RECORDS SUPPLIED:
════════════════
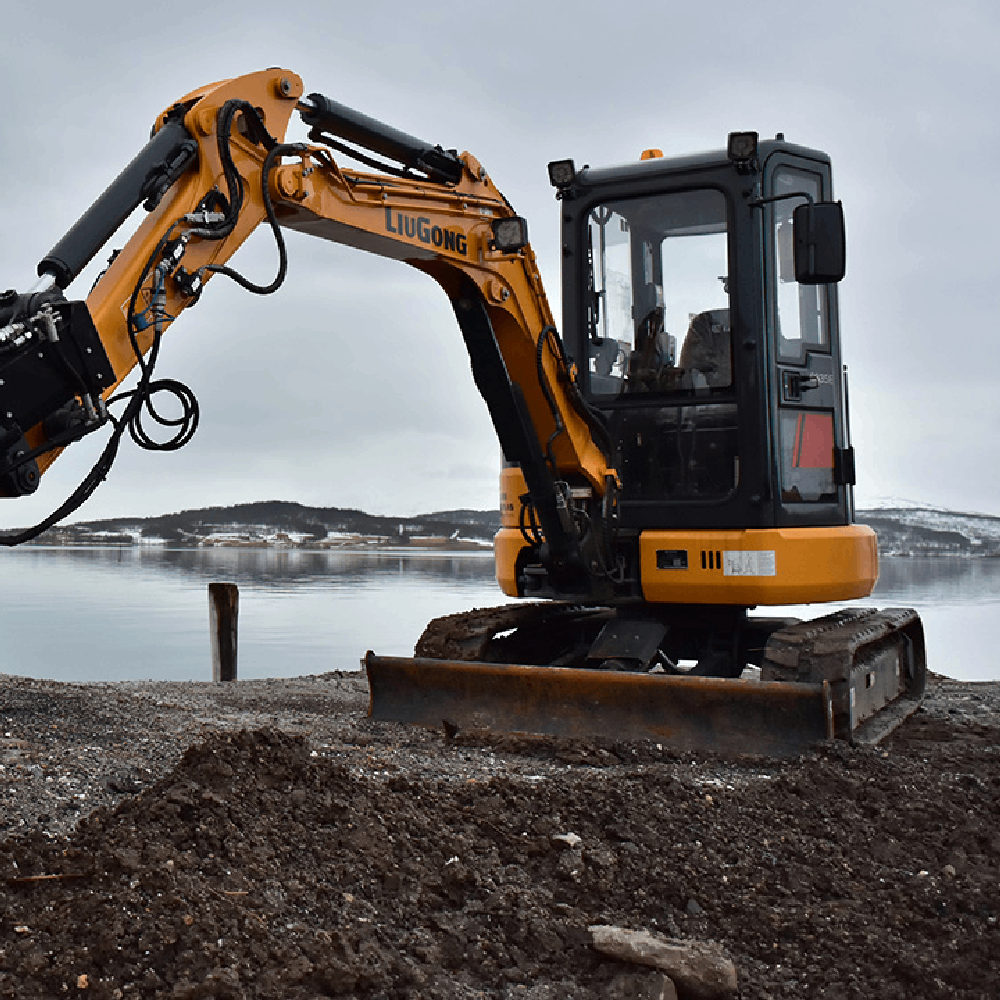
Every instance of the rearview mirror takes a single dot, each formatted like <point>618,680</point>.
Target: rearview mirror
<point>820,242</point>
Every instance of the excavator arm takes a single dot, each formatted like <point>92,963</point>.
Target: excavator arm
<point>214,170</point>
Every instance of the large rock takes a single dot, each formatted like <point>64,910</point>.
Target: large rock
<point>700,970</point>
<point>641,986</point>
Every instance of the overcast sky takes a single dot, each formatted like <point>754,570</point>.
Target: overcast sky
<point>351,386</point>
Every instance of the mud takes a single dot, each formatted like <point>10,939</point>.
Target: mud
<point>333,857</point>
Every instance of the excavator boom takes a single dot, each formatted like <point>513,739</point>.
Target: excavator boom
<point>677,455</point>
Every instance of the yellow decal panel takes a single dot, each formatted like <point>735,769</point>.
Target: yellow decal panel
<point>758,566</point>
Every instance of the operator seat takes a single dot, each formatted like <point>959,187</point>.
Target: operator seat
<point>708,348</point>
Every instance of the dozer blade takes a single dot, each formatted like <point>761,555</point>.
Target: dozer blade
<point>699,713</point>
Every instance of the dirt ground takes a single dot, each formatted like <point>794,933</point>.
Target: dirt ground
<point>265,840</point>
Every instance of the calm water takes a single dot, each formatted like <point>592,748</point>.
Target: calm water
<point>116,614</point>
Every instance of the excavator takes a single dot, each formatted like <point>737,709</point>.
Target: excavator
<point>676,454</point>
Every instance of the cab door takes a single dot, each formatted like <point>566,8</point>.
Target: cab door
<point>812,462</point>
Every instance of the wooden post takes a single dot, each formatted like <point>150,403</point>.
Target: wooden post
<point>223,611</point>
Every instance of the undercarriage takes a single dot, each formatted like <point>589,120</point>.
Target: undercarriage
<point>710,678</point>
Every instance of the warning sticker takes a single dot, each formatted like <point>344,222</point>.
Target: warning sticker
<point>736,562</point>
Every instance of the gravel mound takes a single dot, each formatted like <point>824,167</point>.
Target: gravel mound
<point>264,839</point>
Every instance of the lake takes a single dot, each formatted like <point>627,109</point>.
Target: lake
<point>121,613</point>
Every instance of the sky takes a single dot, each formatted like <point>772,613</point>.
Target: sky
<point>351,387</point>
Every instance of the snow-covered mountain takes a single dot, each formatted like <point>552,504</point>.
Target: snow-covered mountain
<point>908,528</point>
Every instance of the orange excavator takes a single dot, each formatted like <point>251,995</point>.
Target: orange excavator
<point>676,453</point>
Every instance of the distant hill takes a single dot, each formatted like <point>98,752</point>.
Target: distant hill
<point>913,530</point>
<point>279,522</point>
<point>905,529</point>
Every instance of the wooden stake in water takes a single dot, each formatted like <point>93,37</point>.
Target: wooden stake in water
<point>223,611</point>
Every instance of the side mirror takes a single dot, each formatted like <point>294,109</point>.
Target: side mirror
<point>820,242</point>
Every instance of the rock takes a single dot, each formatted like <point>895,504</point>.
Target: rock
<point>570,840</point>
<point>700,970</point>
<point>641,986</point>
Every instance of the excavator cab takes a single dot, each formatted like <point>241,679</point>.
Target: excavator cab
<point>700,317</point>
<point>686,266</point>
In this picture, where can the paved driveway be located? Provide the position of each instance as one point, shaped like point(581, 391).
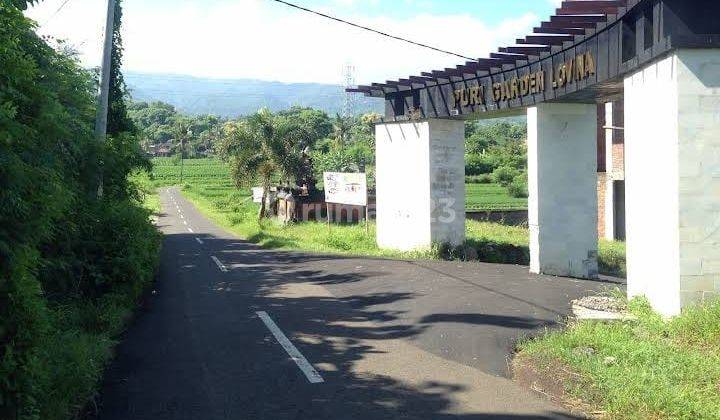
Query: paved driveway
point(238, 332)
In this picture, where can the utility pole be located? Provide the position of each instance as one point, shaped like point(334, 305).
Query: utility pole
point(104, 89)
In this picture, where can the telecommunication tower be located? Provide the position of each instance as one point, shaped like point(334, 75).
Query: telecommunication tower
point(349, 81)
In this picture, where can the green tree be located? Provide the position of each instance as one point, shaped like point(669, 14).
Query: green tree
point(266, 149)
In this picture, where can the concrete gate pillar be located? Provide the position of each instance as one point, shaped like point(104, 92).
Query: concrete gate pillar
point(672, 141)
point(562, 172)
point(420, 177)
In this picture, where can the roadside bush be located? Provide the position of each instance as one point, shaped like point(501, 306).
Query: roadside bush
point(518, 187)
point(476, 164)
point(60, 247)
point(505, 175)
point(479, 179)
point(611, 258)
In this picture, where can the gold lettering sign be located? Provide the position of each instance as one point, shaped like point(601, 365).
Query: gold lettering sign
point(472, 96)
point(517, 87)
point(576, 69)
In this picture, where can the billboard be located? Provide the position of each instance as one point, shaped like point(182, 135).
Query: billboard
point(257, 194)
point(345, 188)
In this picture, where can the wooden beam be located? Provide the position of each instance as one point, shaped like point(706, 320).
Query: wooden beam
point(564, 31)
point(558, 39)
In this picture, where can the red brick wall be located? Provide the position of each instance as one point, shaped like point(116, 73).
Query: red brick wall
point(602, 179)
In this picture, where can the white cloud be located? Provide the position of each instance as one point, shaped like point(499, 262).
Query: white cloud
point(259, 39)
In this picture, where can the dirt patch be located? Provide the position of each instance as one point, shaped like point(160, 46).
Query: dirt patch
point(551, 379)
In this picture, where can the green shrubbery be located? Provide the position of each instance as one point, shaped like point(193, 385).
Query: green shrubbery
point(643, 368)
point(71, 266)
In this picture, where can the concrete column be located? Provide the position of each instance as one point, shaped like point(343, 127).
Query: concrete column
point(562, 171)
point(420, 176)
point(672, 158)
point(610, 173)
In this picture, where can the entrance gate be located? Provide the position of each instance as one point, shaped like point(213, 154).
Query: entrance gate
point(662, 56)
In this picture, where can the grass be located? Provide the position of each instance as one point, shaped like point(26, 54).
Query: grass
point(83, 334)
point(644, 369)
point(209, 187)
point(215, 173)
point(491, 197)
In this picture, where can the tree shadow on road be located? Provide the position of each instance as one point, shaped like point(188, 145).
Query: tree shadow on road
point(212, 325)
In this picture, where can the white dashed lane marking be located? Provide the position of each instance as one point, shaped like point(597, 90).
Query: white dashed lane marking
point(219, 264)
point(297, 357)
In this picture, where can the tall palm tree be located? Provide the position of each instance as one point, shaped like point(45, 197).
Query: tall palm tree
point(342, 127)
point(264, 149)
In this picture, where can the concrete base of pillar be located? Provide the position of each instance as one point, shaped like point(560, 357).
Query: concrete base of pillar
point(672, 139)
point(420, 177)
point(562, 171)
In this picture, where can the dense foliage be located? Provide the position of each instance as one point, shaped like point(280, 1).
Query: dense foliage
point(61, 248)
point(499, 149)
point(159, 124)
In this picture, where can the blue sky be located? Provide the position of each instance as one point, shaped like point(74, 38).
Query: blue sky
point(265, 40)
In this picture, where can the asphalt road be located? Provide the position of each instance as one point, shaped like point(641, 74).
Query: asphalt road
point(238, 332)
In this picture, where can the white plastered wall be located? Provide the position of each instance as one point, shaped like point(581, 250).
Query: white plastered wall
point(420, 177)
point(610, 172)
point(672, 120)
point(562, 172)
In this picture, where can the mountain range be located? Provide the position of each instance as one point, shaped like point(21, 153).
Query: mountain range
point(237, 97)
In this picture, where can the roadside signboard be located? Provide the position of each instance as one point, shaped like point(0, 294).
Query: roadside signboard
point(257, 194)
point(345, 188)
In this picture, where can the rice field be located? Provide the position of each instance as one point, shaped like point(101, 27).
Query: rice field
point(215, 175)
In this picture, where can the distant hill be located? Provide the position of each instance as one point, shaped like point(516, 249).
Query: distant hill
point(232, 98)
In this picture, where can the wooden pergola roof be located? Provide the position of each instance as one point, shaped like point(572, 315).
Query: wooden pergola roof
point(616, 36)
point(575, 18)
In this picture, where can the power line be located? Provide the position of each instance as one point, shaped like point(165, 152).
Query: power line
point(373, 30)
point(56, 12)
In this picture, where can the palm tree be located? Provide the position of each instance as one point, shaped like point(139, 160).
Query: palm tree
point(342, 127)
point(264, 149)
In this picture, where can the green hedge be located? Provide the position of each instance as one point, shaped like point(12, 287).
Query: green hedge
point(71, 266)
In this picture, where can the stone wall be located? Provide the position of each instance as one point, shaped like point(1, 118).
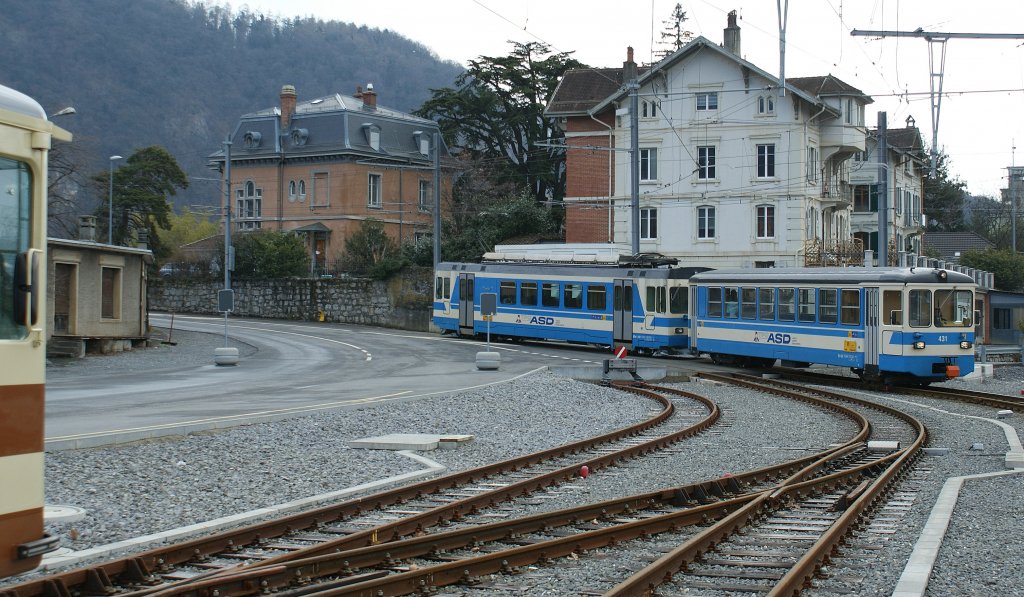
════════════════
YOUR OBJECTIVE:
Without the pictures, repeat the line with "Query: distant hill" and every line after it to the end of the listing, and nothing else.

TASK ANSWER:
Query: distant hill
point(232, 98)
In this picture, where can the wooden pergola roof be located? Provide the position of each instance as one point, shaped like point(572, 315).
Query: wooden pergola roof
point(616, 36)
point(575, 18)
In this picture, where can the power line be located? Provide the position of each instance as one point, shaped like point(165, 152).
Query: power line
point(373, 30)
point(56, 12)
In this picture, where can the palm tree be located? Provide the position of each instance as one point, shaped like point(139, 160).
Query: palm tree
point(342, 127)
point(264, 149)
In this picture, where can the green hedge be located? Provide the position of each instance as one point, shaped like point(12, 287).
Query: green hedge
point(71, 266)
In this picture, where can the stone wall be located? Provide the position of each instance as one point, shaped like point(1, 118).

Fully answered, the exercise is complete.